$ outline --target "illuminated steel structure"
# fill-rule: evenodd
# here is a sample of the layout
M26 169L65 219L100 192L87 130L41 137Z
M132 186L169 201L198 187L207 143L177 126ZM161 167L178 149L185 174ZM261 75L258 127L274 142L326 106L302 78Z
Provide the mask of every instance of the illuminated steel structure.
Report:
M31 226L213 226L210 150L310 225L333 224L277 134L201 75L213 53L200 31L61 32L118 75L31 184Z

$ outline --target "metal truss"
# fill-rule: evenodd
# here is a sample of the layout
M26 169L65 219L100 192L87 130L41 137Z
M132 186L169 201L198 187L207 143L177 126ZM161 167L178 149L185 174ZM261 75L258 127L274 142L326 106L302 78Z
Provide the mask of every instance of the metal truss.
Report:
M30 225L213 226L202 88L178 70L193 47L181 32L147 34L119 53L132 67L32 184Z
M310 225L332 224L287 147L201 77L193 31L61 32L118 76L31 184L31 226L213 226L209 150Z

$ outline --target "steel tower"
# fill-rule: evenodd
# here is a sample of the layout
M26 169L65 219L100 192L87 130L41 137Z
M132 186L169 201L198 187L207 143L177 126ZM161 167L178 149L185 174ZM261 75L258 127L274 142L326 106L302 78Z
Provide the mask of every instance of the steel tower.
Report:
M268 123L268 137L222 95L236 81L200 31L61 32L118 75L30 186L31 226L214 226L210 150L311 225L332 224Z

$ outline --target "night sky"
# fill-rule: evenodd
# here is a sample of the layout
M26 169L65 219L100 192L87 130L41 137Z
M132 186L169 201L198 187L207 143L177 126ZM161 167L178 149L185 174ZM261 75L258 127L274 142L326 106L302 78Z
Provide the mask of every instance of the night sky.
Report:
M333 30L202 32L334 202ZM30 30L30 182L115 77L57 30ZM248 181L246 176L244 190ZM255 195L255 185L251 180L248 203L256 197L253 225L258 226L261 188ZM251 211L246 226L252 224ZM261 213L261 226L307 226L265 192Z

TASK DETAILS → Convert every line of the listing above into a Markdown table with two columns, "Row" and "Line": number each line in sequence and omit the blank lines.

SOLUTION TO THIS TASK →
| Row | Line |
|---|---|
| 1 | $ outline --target "illuminated steel structure" |
| 2 | # fill-rule: evenodd |
| 3 | # here is a sample of the layout |
| 4 | M26 169L65 219L100 192L87 130L41 137Z |
| 5 | M132 186L169 201L198 187L207 143L177 126ZM161 167L178 149L185 174ZM261 75L258 127L274 142L326 106L302 78Z |
| 6 | Provide the mask of every instance of the illuminated steel structure. |
| 7 | Report: |
| 8 | M31 226L213 226L210 150L310 225L333 224L277 134L201 75L213 53L200 31L61 32L118 75L31 184Z |
| 9 | $ outline --target "metal truss" |
| 10 | # fill-rule: evenodd |
| 11 | # here is a sample of the layout |
| 12 | M26 169L65 219L100 192L87 130L41 137Z |
| 13 | M132 186L169 201L198 187L207 143L177 126ZM161 167L178 149L185 174ZM261 75L258 127L274 142L326 106L302 78Z |
| 14 | Provide the mask of every instance of the metal truss. |
| 15 | Report: |
| 16 | M30 225L213 226L202 88L178 70L193 47L181 32L147 34L119 53L132 67L32 184Z |
| 17 | M310 225L332 224L287 147L201 77L193 31L61 32L118 76L31 184L31 226L213 226L209 150Z |
| 18 | $ outline --target "steel tower" |
| 19 | # fill-rule: evenodd |
| 20 | # here is a sample of the layout |
| 21 | M26 169L65 219L100 192L87 130L41 137Z |
| 22 | M132 186L169 201L198 187L207 143L177 126ZM161 167L178 149L185 174ZM261 75L258 127L274 142L326 106L302 78Z |
| 23 | Provide the mask of every instance of the steel tower. |
| 24 | Report: |
| 25 | M268 123L268 137L222 95L236 81L200 31L61 32L118 75L30 186L31 226L214 226L210 150L311 225L332 224Z |
| 26 | $ outline --target "night sky" |
| 27 | # fill-rule: evenodd |
| 28 | # here is a sample of the layout |
| 29 | M26 169L65 219L100 192L87 130L41 137Z |
| 30 | M132 186L169 201L198 187L207 143L177 126ZM161 167L178 149L185 174ZM261 75L258 127L274 142L326 106L302 78Z |
| 31 | Provide the mask of every instance of the night sky. |
| 32 | Report: |
| 33 | M333 30L202 32L334 202ZM30 30L30 182L115 77L57 30ZM248 181L246 176L244 190ZM255 195L255 185L251 180L248 203L256 197L253 225L258 226L261 188ZM251 211L246 226L252 224ZM261 213L261 226L307 226L265 192Z |